### Requirements
Starting at the beginning of the items and ending at the line that contains "[0,29,17,34]", convert each nonblank line into a row of a Markdown table with the columns Row and Line, numbering the rows in order. Omit the pictures.

### Data for this exercise
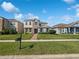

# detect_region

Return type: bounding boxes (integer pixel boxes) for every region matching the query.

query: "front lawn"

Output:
[0,42,79,55]
[22,33,32,40]
[0,34,32,40]
[38,34,79,39]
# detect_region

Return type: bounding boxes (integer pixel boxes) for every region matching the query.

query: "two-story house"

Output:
[0,17,24,33]
[24,19,49,33]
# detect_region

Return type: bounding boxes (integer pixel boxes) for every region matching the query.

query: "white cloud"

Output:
[1,2,19,13]
[26,13,39,19]
[63,0,75,4]
[42,9,47,14]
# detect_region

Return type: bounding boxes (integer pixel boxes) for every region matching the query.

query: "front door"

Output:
[34,29,38,33]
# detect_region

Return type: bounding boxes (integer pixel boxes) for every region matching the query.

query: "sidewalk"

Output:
[0,54,79,59]
[0,39,79,42]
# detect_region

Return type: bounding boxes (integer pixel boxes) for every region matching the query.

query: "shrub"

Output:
[49,30,56,34]
[39,32,49,34]
[0,29,17,34]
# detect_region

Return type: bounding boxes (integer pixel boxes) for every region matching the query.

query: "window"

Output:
[29,22,31,25]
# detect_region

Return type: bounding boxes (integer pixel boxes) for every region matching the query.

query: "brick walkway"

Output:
[31,34,37,40]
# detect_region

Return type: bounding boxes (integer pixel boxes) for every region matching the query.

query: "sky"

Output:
[0,0,79,26]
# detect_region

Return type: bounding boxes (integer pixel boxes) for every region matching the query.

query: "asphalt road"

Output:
[0,54,79,59]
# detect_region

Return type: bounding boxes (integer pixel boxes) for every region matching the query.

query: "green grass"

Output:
[38,34,79,39]
[0,34,32,40]
[0,42,79,55]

### Complete answer
| Row | Line |
|---|---|
| 1 | # detect_region |
| 2 | Return type: bounding boxes (integer pixel boxes) for every region matching the query. |
| 3 | query: "front lawn" |
| 4 | Output: |
| 5 | [0,42,79,55] |
| 6 | [22,33,32,40] |
| 7 | [0,34,32,40] |
| 8 | [38,34,79,39] |
| 9 | # detect_region |
| 10 | Return type: bounding boxes (integer pixel boxes) for every region matching the query. |
| 11 | query: "two-story house" |
| 12 | Output: |
| 13 | [0,17,24,33] |
| 14 | [24,19,49,33] |
| 15 | # detect_region |
| 16 | Return type: bounding boxes (integer pixel boxes) for every region matching the query. |
| 17 | query: "white cloud" |
| 18 | Output: |
| 19 | [1,2,19,13] |
| 20 | [26,13,39,19] |
| 21 | [63,0,75,4] |
| 22 | [42,9,47,14] |
| 23 | # detect_region |
| 24 | Return type: bounding boxes (integer pixel boxes) for every region matching the query. |
| 25 | query: "front door" |
| 26 | Output: |
| 27 | [34,29,38,33] |
| 28 | # detect_region |
| 29 | Return type: bounding boxes (integer pixel boxes) for every region matching the query. |
| 30 | query: "sidewalk" |
| 31 | Output: |
| 32 | [0,54,79,59] |
| 33 | [0,39,79,42] |
| 34 | # detect_region |
| 35 | Return type: bounding boxes (integer pixel boxes) for every region matching the query. |
| 36 | query: "shrub" |
| 37 | Output: |
| 38 | [49,30,56,34] |
| 39 | [39,32,49,34] |
| 40 | [0,29,17,34] |